__Task 1__. In the post about contexts and types, what are all the descriptions written inside square brackets after the words "I expect to see"?
__Task 2__. Could you carry on the post about contexts and types, picking up after its final sentence?

On Tuesday, November 26, 2002, at 12:47 PM, Dave Whipp wrote:
Hmm, I suppose it depends on how broadly we use the term "type"; I like your definition, if I understand it correctly. :-)I writing these definitions, I came to the conclusion that a context is more than a type. Others may disagree.
(thinking aloud...)
For example, suppose you have a context that says "I expect to see [a reference to a function that has an argument "bar" of type int, and an argument "foo" which is a reference to a MyBlah]".
Even if there isn't an explicit type name associated with it, I'd consider everything inside the [...] to be the description of a certain expected "type". You _could_ name that type, but you don't have to -- the long-form description will do.
Or, for your list example, suppose you say "I expect to see [a list with three elements]", to differentiate from "I expect to see [a list with four elements]".
my($a,$b,$c) = &foo(); # two different contexts:
my($a,$b,$c,$d) = &foo(); # two possible multimethod variants
Both are different contexts, and both the [...] parts represent different unnamed "types"; the multimethod &foo could _theoretically_ be given a different variant for each.

__Stored data__.
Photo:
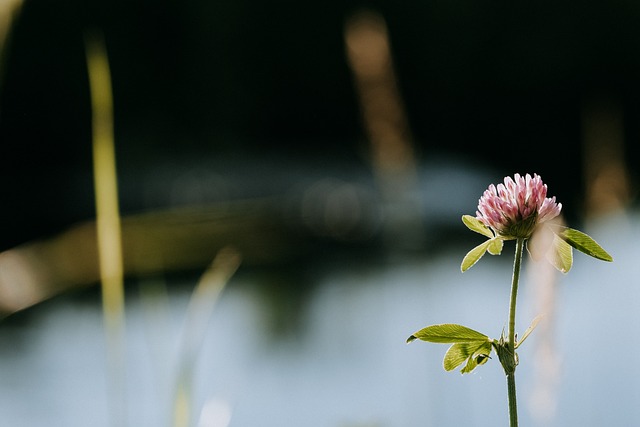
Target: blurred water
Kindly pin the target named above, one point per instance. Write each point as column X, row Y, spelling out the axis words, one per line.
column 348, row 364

---

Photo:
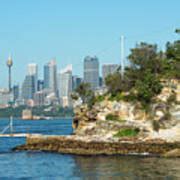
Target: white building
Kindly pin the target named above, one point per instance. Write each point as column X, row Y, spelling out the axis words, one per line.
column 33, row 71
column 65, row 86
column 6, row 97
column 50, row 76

__Result 1__.
- a reference to a function that has an argument "bar" of type int, and an argument "foo" which is a reference to a MyBlah
- a list with three elements
- a list with four elements

__Result 2__.
So I'd maybe say context and type are matched one-to-one IFF you can give a name to every possible context, and use that name wherever you want to represent that context. (Where "name" means "possibly multi-word signature-like description that you can give a shorter explicit name to if you want to.")
I'm trying to think of a counterexample, in which you have a context that _cannot_ be represented as a "type" according to this very broad definition. I don't think it should be possible, is it? If it _is_ possible, does that represent a flaw/limitation of the perl6 "types"?
....again, thinking aloud.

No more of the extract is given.